▸ **Task to carry out**:
In the piece below on legacies of British slavery, do these statements agree with the text? Answer yes or no for each and quote the words that decide it. 1. The 1807 Act ended slavery in the British Caribbean. 2. Legislation in 1833 outlawed enslavement at the Cape of Good Hope. 3. On the 2007 £2 coin, the zero in the year appears as a broken link in a chain.

▸ **Document section**:
Links in the Chain: Legacies of British slavery in Australia

by
August 2020, no. 423

Links in the Chain: Legacies of British slavery in Australia

by
August 2020, no. 423

In 2007, Britain’s Royal Mint issued a £2 coin commemorating two hundred years since the Act for the Abolition of the Slave Trade, the zero in ‘1807’ appearing as if a broken link in a chain. While interrupting the notorious transatlantic trade, the Act did not end slavery itself – that was achieved, at least in parts of the British world, with further legislation in 1833 that outlawed enslavement in the British Caribbean, Mauritius, and the Cape of Good Hope. Emphasis on the dramatic, if illusionary, chain-breaking moment in some bicentenary celebrations extended a tradition of dwelling on Britain’s role in slave emancipation. The years 1807 and 1833 functioned partly within British society to obscure the fact that Britain had been a willing and central player in the cruel transatlantic business for almost four hundred years. What’s more, commemorations often overlooked unfree labour practices that continued to proliferate throughout the British world. Britain brought freedom, the coin seemed to say.

▸ **Data section**:
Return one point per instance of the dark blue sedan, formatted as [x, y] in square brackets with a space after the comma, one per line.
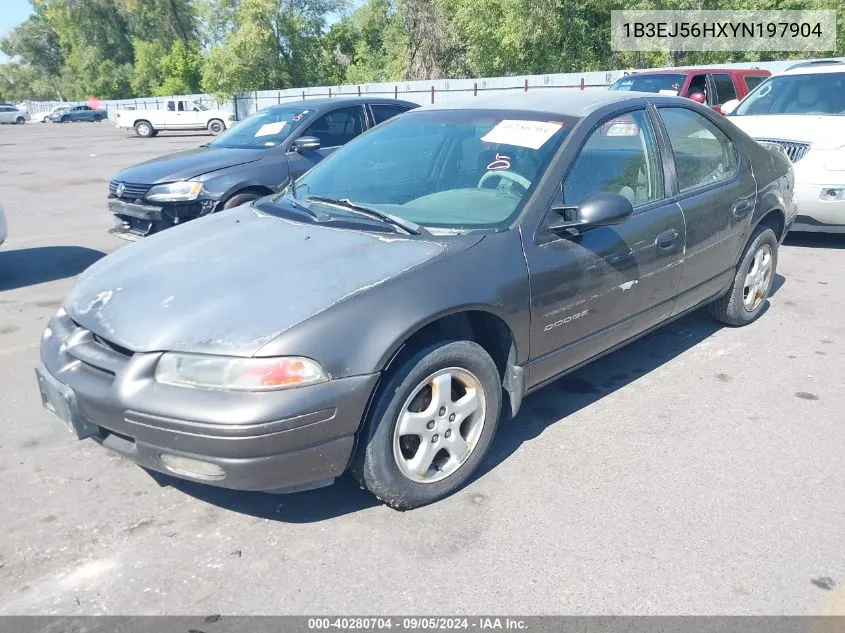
[79, 113]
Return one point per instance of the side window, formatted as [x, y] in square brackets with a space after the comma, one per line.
[382, 112]
[697, 84]
[620, 157]
[703, 153]
[337, 127]
[725, 90]
[752, 81]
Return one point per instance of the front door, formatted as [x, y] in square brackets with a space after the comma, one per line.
[334, 129]
[594, 289]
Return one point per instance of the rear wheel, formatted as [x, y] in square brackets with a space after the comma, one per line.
[745, 300]
[144, 129]
[430, 424]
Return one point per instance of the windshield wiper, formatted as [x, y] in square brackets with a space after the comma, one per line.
[345, 203]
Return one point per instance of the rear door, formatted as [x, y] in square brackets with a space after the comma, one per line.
[716, 191]
[593, 289]
[334, 129]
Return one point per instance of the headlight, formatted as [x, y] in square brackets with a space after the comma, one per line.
[241, 374]
[836, 162]
[175, 191]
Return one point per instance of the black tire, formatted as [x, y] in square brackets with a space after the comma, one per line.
[144, 129]
[375, 464]
[731, 308]
[239, 199]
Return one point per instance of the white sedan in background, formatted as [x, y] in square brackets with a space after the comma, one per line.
[803, 111]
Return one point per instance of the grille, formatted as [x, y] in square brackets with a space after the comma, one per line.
[131, 190]
[793, 149]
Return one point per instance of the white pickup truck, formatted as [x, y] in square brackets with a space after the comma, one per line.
[178, 114]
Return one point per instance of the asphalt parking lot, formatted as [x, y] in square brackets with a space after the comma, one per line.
[698, 471]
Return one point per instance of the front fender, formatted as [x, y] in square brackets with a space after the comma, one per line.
[361, 333]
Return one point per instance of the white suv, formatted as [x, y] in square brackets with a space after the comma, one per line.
[803, 111]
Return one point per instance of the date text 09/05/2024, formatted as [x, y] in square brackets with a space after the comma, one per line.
[417, 623]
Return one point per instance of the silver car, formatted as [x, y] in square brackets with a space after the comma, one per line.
[10, 114]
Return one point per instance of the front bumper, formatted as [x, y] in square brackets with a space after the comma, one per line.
[270, 441]
[135, 219]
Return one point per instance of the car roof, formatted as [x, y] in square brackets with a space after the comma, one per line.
[715, 69]
[571, 103]
[816, 69]
[320, 104]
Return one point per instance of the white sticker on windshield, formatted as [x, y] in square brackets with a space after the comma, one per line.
[268, 129]
[530, 134]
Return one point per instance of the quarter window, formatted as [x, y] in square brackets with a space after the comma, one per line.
[620, 157]
[703, 153]
[725, 90]
[337, 127]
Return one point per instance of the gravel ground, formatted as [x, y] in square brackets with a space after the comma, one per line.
[698, 471]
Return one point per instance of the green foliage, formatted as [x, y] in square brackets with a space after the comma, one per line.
[72, 49]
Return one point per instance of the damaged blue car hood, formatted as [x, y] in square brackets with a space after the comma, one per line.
[232, 282]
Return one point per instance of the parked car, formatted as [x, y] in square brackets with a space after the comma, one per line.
[383, 311]
[801, 111]
[44, 117]
[178, 114]
[79, 113]
[11, 114]
[710, 86]
[256, 158]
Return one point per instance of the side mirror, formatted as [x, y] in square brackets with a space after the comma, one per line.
[306, 144]
[598, 209]
[729, 106]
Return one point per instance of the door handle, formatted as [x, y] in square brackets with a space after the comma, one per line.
[666, 239]
[741, 208]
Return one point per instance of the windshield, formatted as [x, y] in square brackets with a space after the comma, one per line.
[454, 169]
[813, 94]
[661, 84]
[266, 128]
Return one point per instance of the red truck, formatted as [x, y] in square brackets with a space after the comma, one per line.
[711, 86]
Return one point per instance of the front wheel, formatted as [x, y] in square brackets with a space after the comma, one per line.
[746, 298]
[430, 425]
[144, 129]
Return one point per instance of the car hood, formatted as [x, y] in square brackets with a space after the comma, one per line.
[188, 163]
[231, 282]
[824, 132]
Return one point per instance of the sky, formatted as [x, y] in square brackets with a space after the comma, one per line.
[14, 12]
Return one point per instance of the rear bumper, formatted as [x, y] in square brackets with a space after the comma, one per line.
[814, 212]
[266, 441]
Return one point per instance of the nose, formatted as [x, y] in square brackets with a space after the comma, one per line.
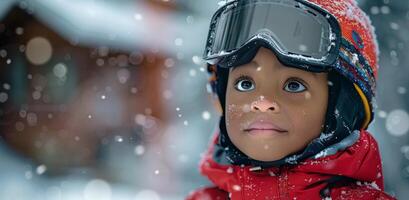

▸ **Answer below**:
1. No: "the Act did not end slavery itself"
2. Yes: "further legislation in 1833 that outlawed enslavement in the British Caribbean, Mauritius, and the Cape of Good Hope"
3. Yes: "the zero in ‘1807’ appearing as if a broken link in a chain"